SELECTION:
────────────────────────────────────────

Chef Anne Burrell’s new Food Network show, Chef Wanted, features chefs competing for Executive Chef positions throughout the country. It is living proof of the idiom, “If you can’t stand the heat, get out of the kitchen!”
We reached out to Chef Bryon Freeze (@BFreeze) after his victory on the premiere episode of Chef Wanted and this is what he had to say:
FP: How did you get your start with cooking? When did you decide you wanted to be a chef? What do you enjoy most about being a chef?
BF: I started cooking when I was 15 years old. I was working at a Burger King in Maryland. I tried many other jobs throughout high school, but nothing seemed to keep me excited like the rush of service in a kitchen. After graduating and living at the beach for a summer I decide I wanted to become a Chef. As a child I was a picky eater and always took forever to eat dinner. I would sit at the dinner table and experiment with mixing condiments to create sauces. I guess that was when I first started developing the desire to be a Chef. The thing I enjoy most about being a chef is the ability to build memories with guests by crafting an experience through food. When you are given the opportunity to make a dish that a guest calls, “the best they ever had,” it really is gratifying and moments like that are priceless.
FP: Name some of your favorite chefs and why.
BF: Thomas Keller since he has been influencing my generation since we were teenagers and his amazing food, and a level of execution that we aspire for everyday. Daniel Humm for his collaborative style and level of creativity at Eleven Madison Park is something I desire to achieve someday. Grant Achatz is already an inspiration with the level of food he develops. After reading his book, “Life, On The Line,” I have an even higher level of respect for what he has been through. His stories of countless hours in the kitchen really hit home.

────────────────────────────────────────

DATA FOR THIS EXERCISE:
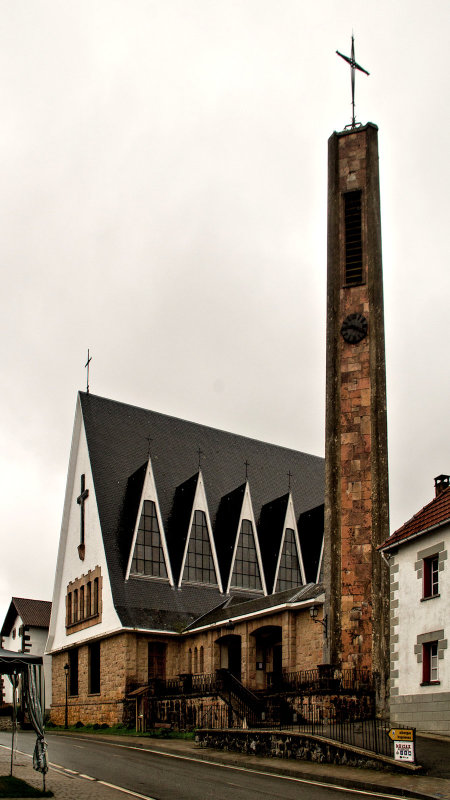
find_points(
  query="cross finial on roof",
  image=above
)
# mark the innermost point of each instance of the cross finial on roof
(353, 65)
(149, 446)
(200, 454)
(87, 376)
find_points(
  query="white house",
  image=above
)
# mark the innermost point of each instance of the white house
(420, 616)
(25, 630)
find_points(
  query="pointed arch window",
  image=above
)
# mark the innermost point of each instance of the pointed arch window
(246, 574)
(199, 564)
(289, 573)
(148, 556)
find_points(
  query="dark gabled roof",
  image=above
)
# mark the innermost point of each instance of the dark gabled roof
(309, 524)
(228, 611)
(434, 514)
(117, 436)
(35, 613)
(271, 524)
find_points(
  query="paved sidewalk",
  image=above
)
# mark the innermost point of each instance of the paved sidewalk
(67, 786)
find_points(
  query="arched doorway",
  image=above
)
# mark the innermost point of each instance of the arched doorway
(269, 655)
(230, 654)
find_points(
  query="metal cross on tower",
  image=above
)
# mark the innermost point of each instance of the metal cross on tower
(81, 499)
(87, 366)
(149, 447)
(289, 479)
(353, 65)
(200, 453)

────────────────────────────────────────

WRITTEN TASKS:
1. Reproduce the point-marking records verbatim, from the first through the last, and omit the pictures.
2. Write the continuation of the interview with Chef Bryon Freeze, beginning after its final sentence.
The interview text and the records are unrelated and should be treated as separate material.

ANSWERS TO THE EXERCISES:
1.
find_points(
  query="cross finial on roof",
  image=above
)
# mark the innermost point of each instance of the cross finial on roof
(353, 65)
(149, 446)
(200, 454)
(87, 376)
find_points(
  query="white house",
  image=above
)
# mark the innermost point of each instance of the white house
(420, 616)
(25, 630)
find_points(
  query="pointed arch window",
  image=above
)
# mark the innermost point of each instance of the pointed arch window
(246, 574)
(199, 564)
(289, 573)
(148, 556)
find_points(
  query="dark gabled roof",
  image=above
)
# mark the innermost point of each instance of the dark gabled roof
(309, 524)
(228, 611)
(434, 514)
(117, 436)
(35, 613)
(271, 524)
find_points(
  query="paved sidewalk",
  image=above
)
# mark the innermost point of each instance of the paved sidewalk
(67, 786)
find_points(
  query="arched doorway",
  image=above
)
# mark the innermost point of each instance of the arched doorway
(269, 655)
(230, 654)
find_points(
  query="metal cross on tower",
  image=above
)
# mark the innermost point of each instance of the metal cross on tower
(81, 499)
(87, 366)
(149, 447)
(289, 479)
(353, 65)
(200, 453)

2.
FP: First off congratulations on winning Chef Wanted and becoming the Executive Chef at Mucho Ultimo! Tell us about your experience on the show. What was the entire process like? What was it like to compete with the other chefs?
BF: Chef Wanted was a great experience. You definitely find out who you are and what you are made out of when you are pushed mentally and physically to the extreme. There were definitely a lot of emotions involved. At the time of production I didn’t have a lot of job opportunities on the horizon. I had taken a risk by leaving my job, and I was putting a lot of pressure on myself to execute at a high level. Very stressful, and a great learning experience.
FP: When you are home, what are some of your favorite meals to cook for yourself? If you go out to eat, name some favorite places. What are some of your guilty pleasures (if any)? We like to call them foodie pleasures, hence the name.
I’m not home very often, but when I am home I like to cook with healthy seasonal ingredients. Usually sourced from local Farmer’s Markets when possible.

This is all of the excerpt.